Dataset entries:
────────────────────────────────────────

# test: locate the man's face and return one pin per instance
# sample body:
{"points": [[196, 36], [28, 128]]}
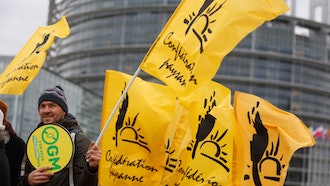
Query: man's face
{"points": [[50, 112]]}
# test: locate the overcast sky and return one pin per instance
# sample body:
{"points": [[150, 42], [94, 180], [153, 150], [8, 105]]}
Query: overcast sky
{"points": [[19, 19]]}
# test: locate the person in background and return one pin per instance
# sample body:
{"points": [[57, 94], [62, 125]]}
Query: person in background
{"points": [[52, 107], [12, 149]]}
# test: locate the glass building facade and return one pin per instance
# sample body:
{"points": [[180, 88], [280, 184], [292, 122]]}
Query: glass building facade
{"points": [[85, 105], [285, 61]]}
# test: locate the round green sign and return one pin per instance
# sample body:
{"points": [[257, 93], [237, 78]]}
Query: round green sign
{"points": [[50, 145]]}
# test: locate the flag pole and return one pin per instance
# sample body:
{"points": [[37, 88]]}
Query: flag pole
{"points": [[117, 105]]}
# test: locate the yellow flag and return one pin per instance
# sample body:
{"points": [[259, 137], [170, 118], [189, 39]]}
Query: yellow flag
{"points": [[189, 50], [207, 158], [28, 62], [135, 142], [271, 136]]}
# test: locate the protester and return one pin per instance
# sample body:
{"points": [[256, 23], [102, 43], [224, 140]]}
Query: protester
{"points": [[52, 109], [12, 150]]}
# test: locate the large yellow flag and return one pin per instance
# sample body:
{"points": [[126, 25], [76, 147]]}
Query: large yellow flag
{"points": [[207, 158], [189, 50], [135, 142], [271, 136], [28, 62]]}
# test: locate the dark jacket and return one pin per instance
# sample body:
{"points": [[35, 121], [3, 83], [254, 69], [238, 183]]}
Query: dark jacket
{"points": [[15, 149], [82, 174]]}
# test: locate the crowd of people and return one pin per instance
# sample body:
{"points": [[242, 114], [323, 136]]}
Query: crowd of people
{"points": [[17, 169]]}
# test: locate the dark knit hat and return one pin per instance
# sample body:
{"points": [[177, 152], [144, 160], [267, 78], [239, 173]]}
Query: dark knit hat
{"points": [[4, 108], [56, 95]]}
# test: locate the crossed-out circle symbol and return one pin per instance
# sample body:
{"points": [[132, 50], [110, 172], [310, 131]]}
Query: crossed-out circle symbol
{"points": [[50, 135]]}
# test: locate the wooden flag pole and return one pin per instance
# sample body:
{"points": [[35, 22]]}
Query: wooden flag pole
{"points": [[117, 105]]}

────────────────────────────────────────

--- WHAT THIS TASK INVOLVES ---
Revise the items by replacing "one pin per instance" with "one point per instance" wherever it appears, changing nothing else, and leave the pictures out of your answer.

--- REPLY ---
# test: locate the man's face and return one point per instance
# sample body:
{"points": [[196, 36], [28, 128]]}
Query: man's face
{"points": [[50, 112]]}
# test: locate the overcast sky and return one point per instance
# sample body:
{"points": [[150, 42], [94, 180], [153, 150], [8, 105]]}
Query: overcast sky
{"points": [[19, 19]]}
# test: locate the person in background and return one point per instance
# sample body:
{"points": [[57, 94], [62, 125]]}
Query: person in background
{"points": [[52, 107], [12, 149]]}
# test: locate the glass building facade and return one point per instance
# sample body:
{"points": [[180, 88], [280, 184], [292, 122]]}
Query: glass building facade
{"points": [[85, 105], [285, 61]]}
# test: locate the round green sign and return one point per instance
# sample body:
{"points": [[257, 93], [237, 78]]}
Query: round green sign
{"points": [[50, 145]]}
# test: locate the flag pole and return one point per instance
# sample body:
{"points": [[37, 88]]}
Query: flag pole
{"points": [[117, 105]]}
# test: locate the yellow flag and return one point per instance
# sample body:
{"points": [[259, 137], [170, 118], [189, 39]]}
Query: yellow flag
{"points": [[189, 50], [207, 158], [28, 62], [135, 142], [271, 136]]}
# test: locate the protester and return one point per instance
# sample body:
{"points": [[256, 23], [102, 43], [224, 140]]}
Query: protester
{"points": [[52, 109], [12, 150]]}
# test: locate the large yellow flag and return one point per instance
# sample body:
{"points": [[126, 25], [76, 147]]}
Query: large yellow flag
{"points": [[207, 158], [189, 50], [135, 142], [271, 136], [28, 62]]}
# test: locate the dark jacket and return one point per instance
# sample body:
{"points": [[35, 121], [3, 83], [254, 69], [238, 183]]}
Query: dark jacket
{"points": [[15, 149], [82, 174]]}
# test: locate the crowd of people and return one point per instance
# sample body:
{"points": [[242, 114], [323, 136]]}
Query: crowd of people
{"points": [[17, 169]]}
# test: locate the dark knit hat and return one point per instance
# sample body:
{"points": [[177, 152], [144, 160], [267, 78], [239, 173]]}
Query: dark knit hat
{"points": [[4, 108], [56, 95]]}
# test: locate the crossed-out circle symbol and return one point per instance
# sample body:
{"points": [[132, 50], [110, 172], [310, 131]]}
Query: crossed-out circle symbol
{"points": [[50, 135]]}
# test: locate the wooden flag pole and return one point per instance
# sample body:
{"points": [[35, 22]]}
Query: wooden flag pole
{"points": [[117, 105]]}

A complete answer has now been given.